§ **WHAT TO PRODUCE**
List every line of the listing that contains the string "leaf", treating uppercase and lowercase as different.

Entries from a dataset:
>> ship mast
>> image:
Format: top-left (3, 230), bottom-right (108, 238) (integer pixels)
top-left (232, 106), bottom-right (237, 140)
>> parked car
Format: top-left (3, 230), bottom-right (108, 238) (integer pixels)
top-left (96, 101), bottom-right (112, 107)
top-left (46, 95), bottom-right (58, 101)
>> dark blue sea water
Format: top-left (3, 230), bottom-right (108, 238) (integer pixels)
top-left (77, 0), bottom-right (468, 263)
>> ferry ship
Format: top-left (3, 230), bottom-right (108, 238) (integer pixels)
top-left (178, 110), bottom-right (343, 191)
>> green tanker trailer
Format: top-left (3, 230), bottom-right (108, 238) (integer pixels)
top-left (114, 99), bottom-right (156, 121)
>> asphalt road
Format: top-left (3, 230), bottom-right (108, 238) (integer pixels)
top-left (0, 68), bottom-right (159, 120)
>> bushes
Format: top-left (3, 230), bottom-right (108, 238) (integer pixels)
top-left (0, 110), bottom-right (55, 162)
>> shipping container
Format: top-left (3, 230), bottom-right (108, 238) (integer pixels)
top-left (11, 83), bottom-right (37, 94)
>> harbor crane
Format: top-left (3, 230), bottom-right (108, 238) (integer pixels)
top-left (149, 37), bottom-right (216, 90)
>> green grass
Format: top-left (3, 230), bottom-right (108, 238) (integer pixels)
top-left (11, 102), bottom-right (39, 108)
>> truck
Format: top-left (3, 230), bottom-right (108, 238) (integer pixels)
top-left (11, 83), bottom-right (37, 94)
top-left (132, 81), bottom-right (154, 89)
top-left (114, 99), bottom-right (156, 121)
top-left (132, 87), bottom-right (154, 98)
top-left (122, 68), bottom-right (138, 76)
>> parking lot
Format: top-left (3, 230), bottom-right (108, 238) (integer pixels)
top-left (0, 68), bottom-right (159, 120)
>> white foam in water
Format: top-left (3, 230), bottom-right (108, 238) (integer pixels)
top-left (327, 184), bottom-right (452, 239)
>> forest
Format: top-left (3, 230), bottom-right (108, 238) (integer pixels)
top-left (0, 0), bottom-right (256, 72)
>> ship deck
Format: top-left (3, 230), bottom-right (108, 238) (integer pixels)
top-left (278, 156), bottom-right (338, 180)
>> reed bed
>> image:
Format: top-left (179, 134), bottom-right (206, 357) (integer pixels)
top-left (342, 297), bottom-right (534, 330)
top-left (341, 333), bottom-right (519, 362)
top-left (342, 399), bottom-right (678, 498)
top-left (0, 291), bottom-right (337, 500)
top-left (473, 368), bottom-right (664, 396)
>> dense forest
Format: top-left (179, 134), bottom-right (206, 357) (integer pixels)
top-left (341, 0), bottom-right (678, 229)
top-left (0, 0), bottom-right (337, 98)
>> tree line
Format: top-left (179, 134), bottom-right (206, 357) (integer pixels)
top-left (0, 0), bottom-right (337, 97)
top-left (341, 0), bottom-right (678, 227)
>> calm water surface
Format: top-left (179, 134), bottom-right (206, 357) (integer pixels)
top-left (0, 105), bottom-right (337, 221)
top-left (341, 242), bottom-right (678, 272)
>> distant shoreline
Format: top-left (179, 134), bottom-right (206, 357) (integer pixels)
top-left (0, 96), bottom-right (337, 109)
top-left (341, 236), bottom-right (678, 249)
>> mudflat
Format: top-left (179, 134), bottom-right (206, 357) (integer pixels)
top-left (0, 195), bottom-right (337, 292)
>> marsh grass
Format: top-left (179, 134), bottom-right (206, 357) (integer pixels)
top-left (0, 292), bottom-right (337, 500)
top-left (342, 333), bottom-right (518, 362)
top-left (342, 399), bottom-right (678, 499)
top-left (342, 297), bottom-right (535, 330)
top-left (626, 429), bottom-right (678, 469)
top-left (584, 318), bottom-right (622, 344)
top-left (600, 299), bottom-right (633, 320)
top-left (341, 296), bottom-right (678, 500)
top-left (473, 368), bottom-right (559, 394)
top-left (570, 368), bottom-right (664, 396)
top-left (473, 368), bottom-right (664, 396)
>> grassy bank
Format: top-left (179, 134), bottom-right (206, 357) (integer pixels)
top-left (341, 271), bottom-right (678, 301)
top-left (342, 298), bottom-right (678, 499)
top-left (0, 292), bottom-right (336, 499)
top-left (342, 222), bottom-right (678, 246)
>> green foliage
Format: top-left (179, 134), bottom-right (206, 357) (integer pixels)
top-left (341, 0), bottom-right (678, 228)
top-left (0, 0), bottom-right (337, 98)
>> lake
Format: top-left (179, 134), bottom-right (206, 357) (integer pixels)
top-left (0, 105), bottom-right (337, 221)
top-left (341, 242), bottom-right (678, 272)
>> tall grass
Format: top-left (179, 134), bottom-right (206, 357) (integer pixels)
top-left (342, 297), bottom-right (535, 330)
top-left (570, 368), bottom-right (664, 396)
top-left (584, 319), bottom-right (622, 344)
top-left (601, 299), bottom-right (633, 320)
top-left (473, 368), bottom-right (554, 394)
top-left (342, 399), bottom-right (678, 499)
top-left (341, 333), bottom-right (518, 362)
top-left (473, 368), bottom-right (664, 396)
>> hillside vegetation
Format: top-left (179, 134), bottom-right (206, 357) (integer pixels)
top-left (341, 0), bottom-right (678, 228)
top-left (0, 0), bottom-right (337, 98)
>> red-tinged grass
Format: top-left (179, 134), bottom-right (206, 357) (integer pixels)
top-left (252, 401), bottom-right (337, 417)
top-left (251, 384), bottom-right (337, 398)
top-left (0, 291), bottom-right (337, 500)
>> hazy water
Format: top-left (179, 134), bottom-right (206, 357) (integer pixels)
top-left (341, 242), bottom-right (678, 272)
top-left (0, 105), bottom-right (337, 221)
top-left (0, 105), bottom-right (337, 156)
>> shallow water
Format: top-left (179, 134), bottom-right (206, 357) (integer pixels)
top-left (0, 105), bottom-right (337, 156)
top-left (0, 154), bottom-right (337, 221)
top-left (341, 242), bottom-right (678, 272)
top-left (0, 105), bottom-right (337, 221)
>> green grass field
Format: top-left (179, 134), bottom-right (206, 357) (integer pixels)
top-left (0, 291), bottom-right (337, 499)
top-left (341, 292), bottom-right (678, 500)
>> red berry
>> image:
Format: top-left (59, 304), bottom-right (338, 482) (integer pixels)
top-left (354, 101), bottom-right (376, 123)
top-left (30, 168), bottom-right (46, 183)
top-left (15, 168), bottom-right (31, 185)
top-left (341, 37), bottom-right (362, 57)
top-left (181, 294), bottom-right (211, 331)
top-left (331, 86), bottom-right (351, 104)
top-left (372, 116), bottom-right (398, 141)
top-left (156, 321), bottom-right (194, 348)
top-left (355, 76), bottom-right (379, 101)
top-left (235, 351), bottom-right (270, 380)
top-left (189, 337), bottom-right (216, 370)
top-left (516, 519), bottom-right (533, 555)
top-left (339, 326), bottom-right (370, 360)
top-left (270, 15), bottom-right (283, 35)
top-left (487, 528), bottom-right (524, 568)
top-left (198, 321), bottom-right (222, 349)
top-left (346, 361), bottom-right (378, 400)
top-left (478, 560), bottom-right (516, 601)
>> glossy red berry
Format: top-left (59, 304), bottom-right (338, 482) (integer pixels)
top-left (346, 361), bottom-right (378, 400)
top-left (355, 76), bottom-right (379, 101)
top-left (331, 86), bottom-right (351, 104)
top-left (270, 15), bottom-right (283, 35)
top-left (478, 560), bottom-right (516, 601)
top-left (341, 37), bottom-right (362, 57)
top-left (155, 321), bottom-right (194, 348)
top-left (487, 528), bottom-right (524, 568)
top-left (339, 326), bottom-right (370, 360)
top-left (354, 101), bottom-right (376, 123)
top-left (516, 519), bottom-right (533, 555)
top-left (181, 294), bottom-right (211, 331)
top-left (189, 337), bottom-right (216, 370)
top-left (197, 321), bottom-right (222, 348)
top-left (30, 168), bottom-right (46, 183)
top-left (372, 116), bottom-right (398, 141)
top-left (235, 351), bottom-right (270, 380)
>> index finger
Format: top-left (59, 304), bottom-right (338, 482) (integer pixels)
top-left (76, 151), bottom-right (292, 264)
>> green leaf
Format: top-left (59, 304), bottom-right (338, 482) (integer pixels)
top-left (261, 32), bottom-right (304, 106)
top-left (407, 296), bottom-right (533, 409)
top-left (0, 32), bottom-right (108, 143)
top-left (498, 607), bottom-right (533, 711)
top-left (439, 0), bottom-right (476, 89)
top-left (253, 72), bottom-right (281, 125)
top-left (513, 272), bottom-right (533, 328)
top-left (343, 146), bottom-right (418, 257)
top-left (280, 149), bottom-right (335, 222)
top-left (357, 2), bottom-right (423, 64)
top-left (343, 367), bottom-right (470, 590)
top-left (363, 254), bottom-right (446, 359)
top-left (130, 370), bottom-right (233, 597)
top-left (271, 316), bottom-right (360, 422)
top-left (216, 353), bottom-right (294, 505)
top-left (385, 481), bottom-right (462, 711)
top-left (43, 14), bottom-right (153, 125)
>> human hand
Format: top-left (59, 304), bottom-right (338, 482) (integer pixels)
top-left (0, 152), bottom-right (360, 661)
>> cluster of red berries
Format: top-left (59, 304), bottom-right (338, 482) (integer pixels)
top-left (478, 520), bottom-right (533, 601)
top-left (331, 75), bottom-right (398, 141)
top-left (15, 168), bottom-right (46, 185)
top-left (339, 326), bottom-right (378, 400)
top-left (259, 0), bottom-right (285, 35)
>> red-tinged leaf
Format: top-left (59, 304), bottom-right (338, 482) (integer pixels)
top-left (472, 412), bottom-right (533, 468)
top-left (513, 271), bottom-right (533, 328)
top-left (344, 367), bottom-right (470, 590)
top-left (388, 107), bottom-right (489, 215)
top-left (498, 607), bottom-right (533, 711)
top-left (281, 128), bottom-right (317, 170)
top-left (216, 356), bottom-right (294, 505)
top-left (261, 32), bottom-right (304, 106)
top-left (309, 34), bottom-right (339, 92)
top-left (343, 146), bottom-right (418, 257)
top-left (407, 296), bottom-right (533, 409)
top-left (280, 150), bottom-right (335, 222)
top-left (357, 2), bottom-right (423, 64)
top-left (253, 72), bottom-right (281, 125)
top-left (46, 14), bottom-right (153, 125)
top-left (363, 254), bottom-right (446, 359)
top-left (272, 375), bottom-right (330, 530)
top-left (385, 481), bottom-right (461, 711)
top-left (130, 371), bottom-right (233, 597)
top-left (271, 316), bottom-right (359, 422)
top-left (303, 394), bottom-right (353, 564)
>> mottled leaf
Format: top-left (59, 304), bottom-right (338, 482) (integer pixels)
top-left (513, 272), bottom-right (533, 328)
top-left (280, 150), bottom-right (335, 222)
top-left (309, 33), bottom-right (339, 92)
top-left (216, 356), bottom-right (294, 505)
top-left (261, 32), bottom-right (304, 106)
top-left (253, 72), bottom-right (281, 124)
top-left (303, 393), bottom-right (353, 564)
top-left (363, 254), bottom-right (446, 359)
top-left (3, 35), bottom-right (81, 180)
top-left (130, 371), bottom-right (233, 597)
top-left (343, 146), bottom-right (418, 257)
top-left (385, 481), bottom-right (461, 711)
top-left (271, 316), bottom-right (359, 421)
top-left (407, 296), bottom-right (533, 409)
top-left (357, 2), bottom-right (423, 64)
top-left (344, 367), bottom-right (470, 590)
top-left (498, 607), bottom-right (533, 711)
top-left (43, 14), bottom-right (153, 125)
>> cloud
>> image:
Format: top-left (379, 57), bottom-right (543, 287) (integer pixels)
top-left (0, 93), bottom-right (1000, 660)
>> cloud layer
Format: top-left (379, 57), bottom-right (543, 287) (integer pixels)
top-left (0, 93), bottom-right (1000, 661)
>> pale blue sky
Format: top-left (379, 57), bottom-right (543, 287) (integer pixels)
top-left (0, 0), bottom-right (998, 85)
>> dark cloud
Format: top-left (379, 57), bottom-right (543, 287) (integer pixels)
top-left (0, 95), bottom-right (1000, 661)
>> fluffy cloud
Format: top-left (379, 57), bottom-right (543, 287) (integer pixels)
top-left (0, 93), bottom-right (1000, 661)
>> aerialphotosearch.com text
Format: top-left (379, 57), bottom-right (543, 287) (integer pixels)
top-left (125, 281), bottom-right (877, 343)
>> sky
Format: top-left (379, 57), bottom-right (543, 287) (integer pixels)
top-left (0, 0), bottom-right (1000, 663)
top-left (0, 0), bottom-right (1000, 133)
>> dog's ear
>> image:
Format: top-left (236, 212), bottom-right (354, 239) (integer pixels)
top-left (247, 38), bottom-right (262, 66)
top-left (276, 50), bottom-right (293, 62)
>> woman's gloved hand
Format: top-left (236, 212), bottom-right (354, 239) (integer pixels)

§ **OUTPUT FOR THIS TASK**
>> green leaf
>> red-tinged leaf
>> mottled leaf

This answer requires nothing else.